- _Aim of the exercise_
Format the lines below as a JSON list of strings, one string per line, leaving out any blank lines.

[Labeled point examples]

====================

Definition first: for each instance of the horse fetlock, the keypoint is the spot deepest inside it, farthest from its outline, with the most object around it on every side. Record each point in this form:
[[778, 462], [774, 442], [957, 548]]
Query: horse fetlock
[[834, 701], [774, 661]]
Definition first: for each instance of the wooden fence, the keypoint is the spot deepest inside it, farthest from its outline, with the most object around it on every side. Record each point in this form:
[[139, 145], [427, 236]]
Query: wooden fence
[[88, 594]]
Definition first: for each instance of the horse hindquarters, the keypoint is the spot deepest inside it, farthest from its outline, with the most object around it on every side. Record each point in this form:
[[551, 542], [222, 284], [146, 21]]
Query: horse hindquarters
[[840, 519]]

====================

- _Expected output_
[
  "Definition first: for each instance of the horse fetlock, the keypoint is the spot deepest inside it, farthest from its outline, with the most object around it on every side. Record each point in this form:",
  "[[778, 462], [774, 442], [957, 548]]",
  "Query: horse fetlock",
  "[[834, 701], [774, 661]]",
  "Definition first: for each instance of the wooden fence, the keypoint is the spot deepest inside it, farthest from its outline, with the most object around it on every side. Record each point in this form:",
  "[[139, 145], [427, 236]]",
  "Query: wooden fence",
  "[[88, 594]]",
  "Definition first: for each instance of the horse hindquarters, the keypoint is the spot deepest inside it, farthest from its outline, with the most object around it on every side. Record each point in this form:",
  "[[551, 542], [222, 284], [146, 21]]",
  "Query: horse hindquarters",
  "[[840, 519]]"
]